Этот ответ прервал на время наше общение, я замолчала.
А через какое-то время был поэтический вечер в ЦДЛ. И Армен там так говорил о поэзии, что я не могла сдержать слёз. Мне захотелось только обнять и расцеловать его.
Так говорить о Поэзии, когда только-только кончился 20-й век с его вопросом: «Возможна ли Поэзия после Освенцима?». Армен хорошо знал об ужасах 20-го века. Может быть, больше, чем кто-нибудь другой. Но вот он поёт гимн Поэзии. Он дышит Ею. В сердце его Она царит. Но ведь он и герой его должны делать Дело! Причём тут Поэзия?
Оказывается, при всём. Камо дело-то делает ради того, что внутри, а об этом рассказать может только Поэзия. Ради матери, ради Любви, заполняющей его душу, он действует.
Но всё ли, что ему приходится делать, одобрила бы его мать? И сама душа его со всеми ли действиями его согласна?
Нет, не со всеми… Мать умерла, но Камо как бы живёт под её взглядом, всё время оборачиваясь на неё, спрашивая её благословения. И ясно чувствует, что чего-то она бы не благословила. А он всё-таки делает это, вынужден делать…
Грабежа банка мать никогда не одобрила бы. И его триумфа на Дворцовой площади Тифлиса не разделила бы никогда. А после этого триумфа он забредает ночью в сад и спрашивает у одинокого собеседника: «Отчего после победы человеку становится скучно?» Собеседник отвечает, что «победа — это поражение. Настоящая победа — это победа над самим собой».

━━━━━━━━

*Задания*:
(A) Ответьте на вопросы по отрывку об Армене и Камо:
(i) Где проходил поэтический вечер?
(ii) Какой вопрос Камо задаёт ночью в саду одинокому собеседнику?
(iii) Что собеседник называет настоящей победой?
(B) Перепечатайте из отрывка об Армене и Камо фрагмент между «Оказывается, при всём.» и «душу, он действует.», включительно.
(C) Что могло бы идти дальше? Допишите продолжение отрывка об Армене и Камо, начиная после его последнего предложения.
Записи для работы не понадобятся.

*Представленные материалы*:
━━━━━━━━

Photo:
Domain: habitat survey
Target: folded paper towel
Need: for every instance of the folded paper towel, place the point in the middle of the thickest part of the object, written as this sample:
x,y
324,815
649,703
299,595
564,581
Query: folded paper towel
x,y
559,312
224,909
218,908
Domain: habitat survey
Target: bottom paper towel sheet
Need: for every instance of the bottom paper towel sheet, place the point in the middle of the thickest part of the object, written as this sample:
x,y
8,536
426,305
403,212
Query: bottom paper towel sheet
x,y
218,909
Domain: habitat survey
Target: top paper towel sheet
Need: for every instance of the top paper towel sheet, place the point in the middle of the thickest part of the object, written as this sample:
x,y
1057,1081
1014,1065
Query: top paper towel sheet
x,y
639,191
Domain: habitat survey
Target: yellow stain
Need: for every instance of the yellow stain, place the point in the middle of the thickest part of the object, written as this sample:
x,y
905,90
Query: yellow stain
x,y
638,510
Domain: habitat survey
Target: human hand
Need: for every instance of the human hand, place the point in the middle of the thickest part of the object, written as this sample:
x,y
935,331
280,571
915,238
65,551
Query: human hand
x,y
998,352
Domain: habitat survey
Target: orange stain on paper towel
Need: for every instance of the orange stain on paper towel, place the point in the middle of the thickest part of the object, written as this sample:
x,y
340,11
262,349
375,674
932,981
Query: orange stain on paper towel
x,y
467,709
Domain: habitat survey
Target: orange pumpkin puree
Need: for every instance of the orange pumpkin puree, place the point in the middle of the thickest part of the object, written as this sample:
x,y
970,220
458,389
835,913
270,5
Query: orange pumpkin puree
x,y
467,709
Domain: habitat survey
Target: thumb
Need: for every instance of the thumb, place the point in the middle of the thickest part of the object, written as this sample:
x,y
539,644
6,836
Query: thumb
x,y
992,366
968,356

━━━━━━━━

*Ответы к заданиям*:
(A)
(i) В ЦДЛ.
(ii) «Отчего после победы человеку становится скучно?»
(iii) Победу над самим собой.

(B)
Оказывается, при всём. Камо дело-то делает ради того, что внутри, а об этом рассказать может только Поэзия. Ради матери, ради Любви, заполняющей его душу, он действует.

(C)
Камо чувствует тайную правду этих слов, чувствует, что что-то подобное сказала бы и мать, и его собственная Душа, кажется, согласна с этими словами. Душа его тоскует, но Камо спорит со своей Душой и находит такие убедительные доводы, что собеседник начинает сомневаться в своей правоте.
Прямолинейный, требующий быстрых решений ум заглушает многостороннюю, медлительную Душу.
А между тем Душа знает что-то такое, чего не может знать ум. Ум замолкает, когда, выйдя из тюрьмы, Камо видит мир, огромный, удивительный, не вмещающийся ни в какие рамки понятий, рассуждений… «он радовался каждому, кого встречал, пока шёл, и ещё, пока он шёл, всё казалось ему как бы продолжением его тела, и ему даже пришла странная мысль, что, может быть, это и есть его настоящее тело — этот город, и гора над ним, и все горы вокруг, и небо, и воздух, а его руки, ноги, глаза, уши, кожа — только то, что связывает его с телом». И далее: «Пока всё это есть, и даже если останется только пыль от всего этого, я ещё буду жить, и каждый так живёт, и нет смерти, а есть то, что я сейчас чувствую, но ещё до того, как он об этом думал, от самого Метехи, всю дорогу была разрывающая горло нежность ко всему, что он видел, и земля, по которой ступали его ноги, была их бесконечным продолжением… А потом это прошло, и осталась странная, спокойная благодарность за всё, что он почувствовал, и даже к солдатам за то, что они всё это время шли рядом, и к воробью, что по-прежнему сидел у него на плече…»
Так вот что такое Душа… Она, оказывается, совсем не замкнута в этом маленьком теле. Она — всё: Душа — не только он. Она связана со всем, что живёт.
Если додумать до конца, то самое главное — это открывшаяся Душа, чувство связи всего со всем, но… Тогда ведь нужно идти по земле такими осторожными шагами, чтобы, не дай Бог, не наступить на что-то живое, неотделимое от тебя самого. Тогда кого бы ты ни ранил, ты себя ранишь…
А как же тогда действовать? А как же, как защитить мать от пьяного отца и всех от зла?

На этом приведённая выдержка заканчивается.